● What to do
Convert the material below into a JSON list of strings, one string per line, with blank lines dropped and the pictures left out.

● Supplied material
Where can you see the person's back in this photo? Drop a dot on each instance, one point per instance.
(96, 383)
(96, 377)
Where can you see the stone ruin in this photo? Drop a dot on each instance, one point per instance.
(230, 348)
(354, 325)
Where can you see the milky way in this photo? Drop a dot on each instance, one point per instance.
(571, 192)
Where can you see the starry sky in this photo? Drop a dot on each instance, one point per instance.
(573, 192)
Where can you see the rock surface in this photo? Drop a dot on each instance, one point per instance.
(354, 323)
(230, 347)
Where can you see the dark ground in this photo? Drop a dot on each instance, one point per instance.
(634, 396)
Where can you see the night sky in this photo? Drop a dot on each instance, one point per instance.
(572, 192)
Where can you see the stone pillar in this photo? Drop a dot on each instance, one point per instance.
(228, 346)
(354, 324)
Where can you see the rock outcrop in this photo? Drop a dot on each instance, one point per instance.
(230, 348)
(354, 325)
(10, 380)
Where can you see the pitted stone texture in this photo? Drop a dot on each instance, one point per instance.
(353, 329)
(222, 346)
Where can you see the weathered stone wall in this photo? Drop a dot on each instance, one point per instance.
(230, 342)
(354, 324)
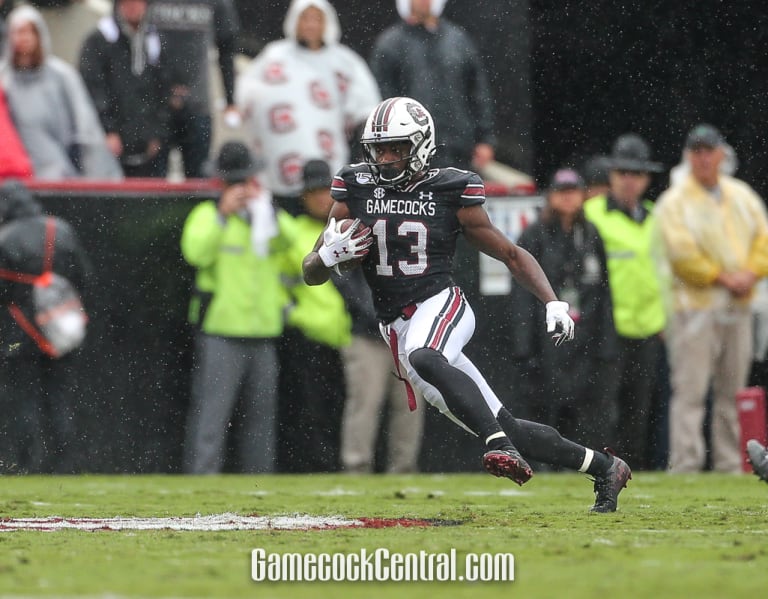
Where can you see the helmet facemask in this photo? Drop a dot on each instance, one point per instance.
(410, 124)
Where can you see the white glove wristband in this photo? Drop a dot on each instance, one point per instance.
(558, 318)
(326, 255)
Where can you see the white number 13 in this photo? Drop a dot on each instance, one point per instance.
(408, 228)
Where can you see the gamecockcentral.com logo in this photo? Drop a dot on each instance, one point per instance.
(381, 565)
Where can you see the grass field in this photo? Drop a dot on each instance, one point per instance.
(674, 536)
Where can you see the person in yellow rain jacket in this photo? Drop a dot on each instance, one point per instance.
(715, 235)
(318, 326)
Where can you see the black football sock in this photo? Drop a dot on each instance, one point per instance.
(461, 394)
(544, 444)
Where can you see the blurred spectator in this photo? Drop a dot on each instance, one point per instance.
(715, 234)
(123, 71)
(189, 30)
(626, 225)
(50, 105)
(302, 96)
(38, 393)
(595, 172)
(568, 387)
(435, 61)
(237, 308)
(6, 6)
(318, 326)
(14, 160)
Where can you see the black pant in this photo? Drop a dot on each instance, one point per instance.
(635, 377)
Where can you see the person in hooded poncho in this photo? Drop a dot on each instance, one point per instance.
(50, 106)
(302, 96)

● Exercise solution
[
  "Where can you see the person's back in this photo? Drop a dot on each instance, one point per instance.",
  "(96, 383)",
  "(96, 377)",
  "Where can you see the stone ruin in this photo? Drop a dot on each instance, one point per instance.",
  "(230, 348)",
  "(354, 325)",
  "Where can you see the milky way in this photo? Drop a dot on each instance, one point per instance.",
  "(571, 192)",
  "Where can you see the starry sky in this photo? Drop a dot on each instance, one point per instance.",
  "(573, 192)",
  "Where can you see the rock surface in this photo? Drop a dot on each instance, one point per instance.",
  "(354, 323)",
  "(230, 347)",
  "Where can you see the dark ground in this photo? Drop a dot on each instance, one point per instance.",
  "(634, 396)",
  "Where can you see the night sky in this photo? Drop a dot on each instance, one point per instance.",
  "(572, 192)",
  "Where can you see the stone pillar in this photo? Drop a dot on each instance, one point per instance.",
  "(228, 346)",
  "(354, 324)",
  "Where can you see the rock outcrop in this photo? Drop a dot on each instance, one point per instance.",
  "(230, 348)",
  "(354, 325)",
  "(10, 380)",
  "Where can you see the pitted stone texture in this photo? Drop a dot on each instance, one point per instance.",
  "(353, 329)",
  "(222, 346)",
  "Where can you see the weathered stone wall in this photo? Drop a dot on each instance, one point per instance.",
  "(230, 342)",
  "(354, 324)",
  "Where can you see the helmet facemask in this photo? Drop a dot on each instance, one point per instance.",
  "(410, 124)",
  "Where can you see the white glove wristband in this photo? Drop a dot on each instance, one point per instance.",
  "(558, 318)",
  "(326, 255)",
  "Where can you see the white number 13 in this photo? Drop a dot on each instance, one point per instance.",
  "(408, 228)",
  "Where can you see the gamecockcentral.com logo in this photo? Drop a dot on each instance, one point per instance.",
  "(381, 565)",
  "Where can you see the grass field in this photo? Drop a dot on each instance, one point per instance.",
  "(674, 536)",
  "Where can you see the person in yellow rain jacket in this photo? Drop a dot on each instance, one point per instance.",
  "(715, 235)",
  "(318, 326)",
  "Where can you see the black football sock in this photo? Drop a dot on each instance, one point per instance.",
  "(461, 394)",
  "(544, 444)",
  "Where can you see the blurred spectator in this photo? Drop a dot on each instance, one point per instance.",
  "(715, 234)",
  "(123, 71)",
  "(189, 30)",
  "(626, 225)",
  "(50, 105)",
  "(302, 96)",
  "(38, 393)",
  "(595, 172)",
  "(568, 387)",
  "(435, 61)",
  "(237, 308)",
  "(6, 6)",
  "(318, 326)",
  "(14, 160)",
  "Where can you see the black pant in this photo? Drop a dot on each instance, one point per instance.",
  "(635, 377)",
  "Where can you see the person in hooded poncho in this photo? Drop a dot on each instance, one point per instance.",
  "(50, 106)",
  "(302, 96)"
]